### INSTRUCTION 1
Answer these questions from the blog post about Miss Universe:
(a) What two things kept yesterday's post from happening?
(b) What category did this year's Miss Universe have?
(c) How many years has it been since the writer watched one of these competitions?
### INSTRUCTION 2
Does each statement agree with the blog post about Miss Universe? Answer yes or no for each, quoting the deciding words.
(a) The writer has watched one of these competitions as a kid.
(b) The outfit from Poland is a black dress.
(c) The writer agrees with those who criticize the picture.
### INSTRUCTION 3
Pick up the blog post about Miss Universe costumes after its last sentence and keep it going.

### SOURCE PASSAGE
──────────

I’m talking like ant-eater’s dick. Like that’s not a dick you should be anywhere near with anything ever.

So, this post has kind of never been on its rails…

I really just wanted to say that yesterday’s post didn’t happen because I got mad and I forgot what time it was.

Today’s post… well… I hope you have a wonderful weekend as always.

I did want to post a picture, a picture I’ve seen others criticize and yet I think it is perfect and wonderful.

MISS UNIVERSE!!!!

Apparently, they’re still having these competitions. I don’t think I’ve watched a Miss America, Miss Teen America, Miss World, Miss Universe, Miss some chick walking around a stage or whatever competition in literally 20 years. I know I’ve watched like one of these competitions, but I was a kid and didn’t know better.

Nevertheless, they’re still happening and this year’s Miss Universe had a “costume” category.

It appears that the costumes had to have some relation to the chick’s home country she’s representing in the “universe”. Here are some examples…

POLAND!

It’s nice. It actually looks like a nice dress. I mean I don’t really know how often chicks wear white dresses, but this is fairly nice looking and kind of contemporary looking even. It’s not really much of a “costume”. Either way, it’s nice.

──────────

### DATASET CONTENT
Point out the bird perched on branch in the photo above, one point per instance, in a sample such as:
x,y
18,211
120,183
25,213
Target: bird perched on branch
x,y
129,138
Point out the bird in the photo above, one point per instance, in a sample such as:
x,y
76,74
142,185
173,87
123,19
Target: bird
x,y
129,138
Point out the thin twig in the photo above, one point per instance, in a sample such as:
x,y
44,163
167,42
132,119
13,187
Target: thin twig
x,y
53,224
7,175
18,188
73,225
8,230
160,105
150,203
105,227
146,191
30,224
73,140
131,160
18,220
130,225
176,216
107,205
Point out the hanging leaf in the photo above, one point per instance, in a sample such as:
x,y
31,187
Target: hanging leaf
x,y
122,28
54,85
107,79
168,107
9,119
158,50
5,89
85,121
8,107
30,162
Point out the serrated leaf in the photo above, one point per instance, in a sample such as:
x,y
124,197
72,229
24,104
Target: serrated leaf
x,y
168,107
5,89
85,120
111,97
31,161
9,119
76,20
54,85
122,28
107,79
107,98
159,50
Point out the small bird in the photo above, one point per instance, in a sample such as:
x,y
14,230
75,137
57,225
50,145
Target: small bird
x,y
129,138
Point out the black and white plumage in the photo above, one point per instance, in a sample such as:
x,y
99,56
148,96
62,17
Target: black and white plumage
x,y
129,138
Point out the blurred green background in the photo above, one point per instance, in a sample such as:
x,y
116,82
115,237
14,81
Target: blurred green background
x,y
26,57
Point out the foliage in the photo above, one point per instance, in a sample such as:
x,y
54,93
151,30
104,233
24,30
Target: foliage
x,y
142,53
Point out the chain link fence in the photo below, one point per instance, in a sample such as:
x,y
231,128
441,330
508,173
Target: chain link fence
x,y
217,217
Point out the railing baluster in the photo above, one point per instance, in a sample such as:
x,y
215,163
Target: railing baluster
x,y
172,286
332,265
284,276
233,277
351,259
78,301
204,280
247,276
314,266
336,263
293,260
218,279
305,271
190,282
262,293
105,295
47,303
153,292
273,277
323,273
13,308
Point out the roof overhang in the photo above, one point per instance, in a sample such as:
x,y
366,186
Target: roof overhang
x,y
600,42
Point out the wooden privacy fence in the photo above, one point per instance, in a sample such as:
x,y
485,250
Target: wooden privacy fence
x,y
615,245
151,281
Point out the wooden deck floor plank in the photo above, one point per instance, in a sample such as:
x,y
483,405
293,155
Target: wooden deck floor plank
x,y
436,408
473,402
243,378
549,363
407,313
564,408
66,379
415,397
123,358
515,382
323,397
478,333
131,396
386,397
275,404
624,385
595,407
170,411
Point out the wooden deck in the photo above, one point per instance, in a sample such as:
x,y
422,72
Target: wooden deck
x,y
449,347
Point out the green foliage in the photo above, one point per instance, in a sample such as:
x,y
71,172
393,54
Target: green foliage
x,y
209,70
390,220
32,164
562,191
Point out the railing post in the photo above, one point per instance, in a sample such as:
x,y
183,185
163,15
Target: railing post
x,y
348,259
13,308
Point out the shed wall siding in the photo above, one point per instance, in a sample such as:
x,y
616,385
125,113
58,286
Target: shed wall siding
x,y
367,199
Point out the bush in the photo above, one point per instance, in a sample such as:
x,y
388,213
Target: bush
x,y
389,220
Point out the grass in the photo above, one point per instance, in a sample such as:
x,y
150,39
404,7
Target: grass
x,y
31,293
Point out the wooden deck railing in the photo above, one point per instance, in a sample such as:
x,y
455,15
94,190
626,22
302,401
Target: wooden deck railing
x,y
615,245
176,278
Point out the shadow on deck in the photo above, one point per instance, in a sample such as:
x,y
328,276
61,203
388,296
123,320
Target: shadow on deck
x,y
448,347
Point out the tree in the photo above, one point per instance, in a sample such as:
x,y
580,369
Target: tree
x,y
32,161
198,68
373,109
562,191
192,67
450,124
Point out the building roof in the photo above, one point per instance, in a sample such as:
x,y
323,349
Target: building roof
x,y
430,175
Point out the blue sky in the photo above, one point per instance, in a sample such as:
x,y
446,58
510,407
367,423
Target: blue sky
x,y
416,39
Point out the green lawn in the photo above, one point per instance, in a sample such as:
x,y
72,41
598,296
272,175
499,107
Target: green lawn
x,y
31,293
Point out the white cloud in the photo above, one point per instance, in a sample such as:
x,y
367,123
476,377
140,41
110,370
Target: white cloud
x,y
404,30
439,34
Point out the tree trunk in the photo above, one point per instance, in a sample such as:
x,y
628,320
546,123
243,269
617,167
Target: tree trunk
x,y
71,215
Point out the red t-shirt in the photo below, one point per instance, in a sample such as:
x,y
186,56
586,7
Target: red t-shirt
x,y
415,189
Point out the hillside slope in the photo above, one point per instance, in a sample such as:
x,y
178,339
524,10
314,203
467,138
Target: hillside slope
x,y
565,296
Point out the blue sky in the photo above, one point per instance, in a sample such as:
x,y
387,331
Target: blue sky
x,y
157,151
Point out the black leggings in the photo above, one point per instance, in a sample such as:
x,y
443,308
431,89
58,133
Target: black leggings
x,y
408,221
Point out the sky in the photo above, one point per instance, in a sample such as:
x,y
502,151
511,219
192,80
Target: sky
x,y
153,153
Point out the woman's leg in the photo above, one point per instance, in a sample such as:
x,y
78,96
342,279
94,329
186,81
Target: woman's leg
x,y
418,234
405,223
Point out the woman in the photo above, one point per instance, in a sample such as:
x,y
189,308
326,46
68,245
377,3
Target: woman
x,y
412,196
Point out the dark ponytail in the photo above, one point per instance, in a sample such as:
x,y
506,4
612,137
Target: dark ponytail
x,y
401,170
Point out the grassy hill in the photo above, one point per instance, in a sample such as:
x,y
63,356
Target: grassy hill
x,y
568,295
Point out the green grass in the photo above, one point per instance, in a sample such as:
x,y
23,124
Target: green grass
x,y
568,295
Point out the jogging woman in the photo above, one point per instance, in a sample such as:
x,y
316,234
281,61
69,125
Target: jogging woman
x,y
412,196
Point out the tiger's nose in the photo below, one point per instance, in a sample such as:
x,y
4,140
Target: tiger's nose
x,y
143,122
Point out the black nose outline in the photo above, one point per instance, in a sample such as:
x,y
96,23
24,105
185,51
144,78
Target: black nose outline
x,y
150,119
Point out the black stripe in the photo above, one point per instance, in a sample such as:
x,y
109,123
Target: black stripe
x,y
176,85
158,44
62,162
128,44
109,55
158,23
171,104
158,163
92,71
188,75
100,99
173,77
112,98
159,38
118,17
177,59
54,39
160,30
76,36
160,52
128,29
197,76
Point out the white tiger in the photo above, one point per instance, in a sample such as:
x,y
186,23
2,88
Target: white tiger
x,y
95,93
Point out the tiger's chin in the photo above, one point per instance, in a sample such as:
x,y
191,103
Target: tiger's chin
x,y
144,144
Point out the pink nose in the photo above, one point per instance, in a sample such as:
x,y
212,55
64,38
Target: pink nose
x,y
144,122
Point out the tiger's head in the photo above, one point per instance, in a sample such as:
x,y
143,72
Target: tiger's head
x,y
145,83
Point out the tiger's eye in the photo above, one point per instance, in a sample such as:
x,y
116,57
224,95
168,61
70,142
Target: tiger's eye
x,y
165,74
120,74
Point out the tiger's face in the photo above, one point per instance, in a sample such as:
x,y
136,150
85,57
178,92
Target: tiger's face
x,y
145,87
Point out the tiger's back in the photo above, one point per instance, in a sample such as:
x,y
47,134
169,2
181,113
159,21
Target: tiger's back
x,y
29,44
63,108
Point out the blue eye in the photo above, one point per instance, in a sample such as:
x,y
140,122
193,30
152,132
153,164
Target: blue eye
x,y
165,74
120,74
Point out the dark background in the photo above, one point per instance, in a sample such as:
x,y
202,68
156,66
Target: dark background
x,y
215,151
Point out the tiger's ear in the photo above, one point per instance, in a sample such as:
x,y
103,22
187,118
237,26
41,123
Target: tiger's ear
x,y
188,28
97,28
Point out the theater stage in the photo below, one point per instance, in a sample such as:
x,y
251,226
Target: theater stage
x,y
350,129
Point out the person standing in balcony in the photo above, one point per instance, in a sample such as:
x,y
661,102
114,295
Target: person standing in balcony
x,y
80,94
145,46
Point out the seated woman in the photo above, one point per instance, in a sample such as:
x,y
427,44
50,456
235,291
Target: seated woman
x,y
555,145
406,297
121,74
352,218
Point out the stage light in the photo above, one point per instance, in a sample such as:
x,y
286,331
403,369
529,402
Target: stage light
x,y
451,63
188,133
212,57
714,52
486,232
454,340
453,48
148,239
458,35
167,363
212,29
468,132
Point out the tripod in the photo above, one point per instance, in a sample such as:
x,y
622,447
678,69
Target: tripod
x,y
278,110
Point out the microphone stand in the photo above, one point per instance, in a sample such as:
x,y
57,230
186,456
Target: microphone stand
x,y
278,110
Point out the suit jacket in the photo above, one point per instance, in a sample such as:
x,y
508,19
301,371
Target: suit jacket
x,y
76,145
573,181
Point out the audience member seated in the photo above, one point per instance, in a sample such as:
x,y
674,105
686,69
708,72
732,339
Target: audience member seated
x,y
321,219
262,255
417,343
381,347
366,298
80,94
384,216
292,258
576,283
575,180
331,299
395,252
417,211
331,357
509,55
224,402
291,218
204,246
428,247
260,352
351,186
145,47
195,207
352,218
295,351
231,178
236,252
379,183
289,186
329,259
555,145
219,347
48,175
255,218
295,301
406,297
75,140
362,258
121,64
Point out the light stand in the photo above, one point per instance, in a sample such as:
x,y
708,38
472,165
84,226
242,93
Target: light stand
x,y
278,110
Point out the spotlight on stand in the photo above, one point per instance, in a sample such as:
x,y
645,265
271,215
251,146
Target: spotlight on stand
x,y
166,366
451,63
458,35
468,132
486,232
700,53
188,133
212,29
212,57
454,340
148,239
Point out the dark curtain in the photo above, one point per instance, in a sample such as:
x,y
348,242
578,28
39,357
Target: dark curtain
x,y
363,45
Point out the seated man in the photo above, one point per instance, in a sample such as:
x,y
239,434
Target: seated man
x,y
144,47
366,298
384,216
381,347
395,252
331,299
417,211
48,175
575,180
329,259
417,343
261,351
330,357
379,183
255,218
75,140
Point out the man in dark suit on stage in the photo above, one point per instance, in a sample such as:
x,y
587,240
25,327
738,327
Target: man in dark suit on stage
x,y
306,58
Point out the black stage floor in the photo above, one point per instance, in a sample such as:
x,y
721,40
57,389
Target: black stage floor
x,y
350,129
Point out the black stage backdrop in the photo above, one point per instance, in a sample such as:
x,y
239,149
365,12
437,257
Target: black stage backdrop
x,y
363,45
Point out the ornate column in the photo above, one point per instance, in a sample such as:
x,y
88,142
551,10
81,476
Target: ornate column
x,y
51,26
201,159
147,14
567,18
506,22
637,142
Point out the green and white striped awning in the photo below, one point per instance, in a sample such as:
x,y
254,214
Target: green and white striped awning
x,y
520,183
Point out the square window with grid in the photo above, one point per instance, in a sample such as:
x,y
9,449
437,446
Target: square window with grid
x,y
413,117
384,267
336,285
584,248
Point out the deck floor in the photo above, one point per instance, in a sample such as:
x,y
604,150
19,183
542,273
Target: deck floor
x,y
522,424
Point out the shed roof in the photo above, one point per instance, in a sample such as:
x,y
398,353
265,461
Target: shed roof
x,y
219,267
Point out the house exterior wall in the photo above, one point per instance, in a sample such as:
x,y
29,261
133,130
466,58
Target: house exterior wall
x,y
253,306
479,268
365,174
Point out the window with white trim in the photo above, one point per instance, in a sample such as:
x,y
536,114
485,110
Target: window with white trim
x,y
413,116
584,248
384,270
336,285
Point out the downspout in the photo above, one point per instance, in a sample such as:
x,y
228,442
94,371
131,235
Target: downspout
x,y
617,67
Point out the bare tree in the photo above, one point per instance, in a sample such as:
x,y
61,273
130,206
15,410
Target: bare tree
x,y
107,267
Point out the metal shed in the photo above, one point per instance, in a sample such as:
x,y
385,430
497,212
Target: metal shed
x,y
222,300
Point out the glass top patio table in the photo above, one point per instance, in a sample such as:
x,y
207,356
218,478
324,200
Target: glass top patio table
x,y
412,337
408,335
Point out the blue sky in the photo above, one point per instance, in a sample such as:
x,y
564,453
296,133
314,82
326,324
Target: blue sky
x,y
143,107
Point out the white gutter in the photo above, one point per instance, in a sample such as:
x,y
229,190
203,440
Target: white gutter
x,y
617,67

──────────

### TASK OUTPUT 1
(a) The writer got mad and forgot what time it was.
(b) A "costume" category.
(c) 20 years.

### TASK OUTPUT 2
(a) Yes: "I know I’ve watched like one of these competitions, but I was a kid and didn’t know better."
(b) No: "I don’t really know how often chicks wear white dresses"
(c) No: "a picture I’ve seen others criticize and yet I think it is perfect and wonderful."

### TASK OUTPUT 3
NAMIBIA

Ok. This has a period piece feel. It’s definitely got an older style look. Also, very earthy with the greens. It’s not something you would normally wear, so it does feel costumey, but it’s not ridiculous or anything. I mean it’s a “costume” they’re supposed to be wearing. Costumes are supposed to be adventurous, a break from the status quo. This feels safe.

COSTA RICA

Ok, now we’re getting some where. This is absurd. Looks like a pink Egyptian something or other. Looks like a Mardi Gras parade lady. It’s definitely not something she could go to the grocery store in. So, it’s a nice “costume”. Still though, it’s nothing we haven’t really seen before. Like I said, it kind of looks like any carnivale parade chick.

HAITI

This is kind of own the same level of out there as the last one. She kind of looks like one of the dancers during the wedding scene in “Coming to America”, which is one of the greatest movies ever made ever. Don’t be fooled by Eddie Murphy’s debacles of movies over the past decade or so, the dude made a few movies that are absolutely perfect with “Coming to America” and “Trading Places” being two of them. Perfect movies.

GREAT BRITAIN

Yep. Great Britain knows what costumes are all about – sluttiness. She’s got her T’s up and her P pretty much out. I mean the other outfits were colorful, but you wouldn’t think high priced escort, but Great Britain brings that flare. Well done, GB. Keep it classy.

SWITZERLAND

Sexy, but with a Disney kind of mystique about it. It’s not slutty like GB’s. It’s sexy, but it’s superhero-y. I guess she’s like an ice or snow queen, but like a really nice one. She’s just some cute blonde in a one-piece looking like she’s going to jump into a pool in some Esther Williams movie.

Some are interesting, some are safe.

But, there’s one country, one country to rule them all that needs to show off its costume.

AND. IT’S. MAGNIFICENT.

U. S. A.

OPTIMUS MOTHERFUCKING PRIME!!!

AMAZING!!!! I LOVE AMERICA!!!

It’s pretty much Lady Gaga as Optimus Prime, which is also 100% American as well.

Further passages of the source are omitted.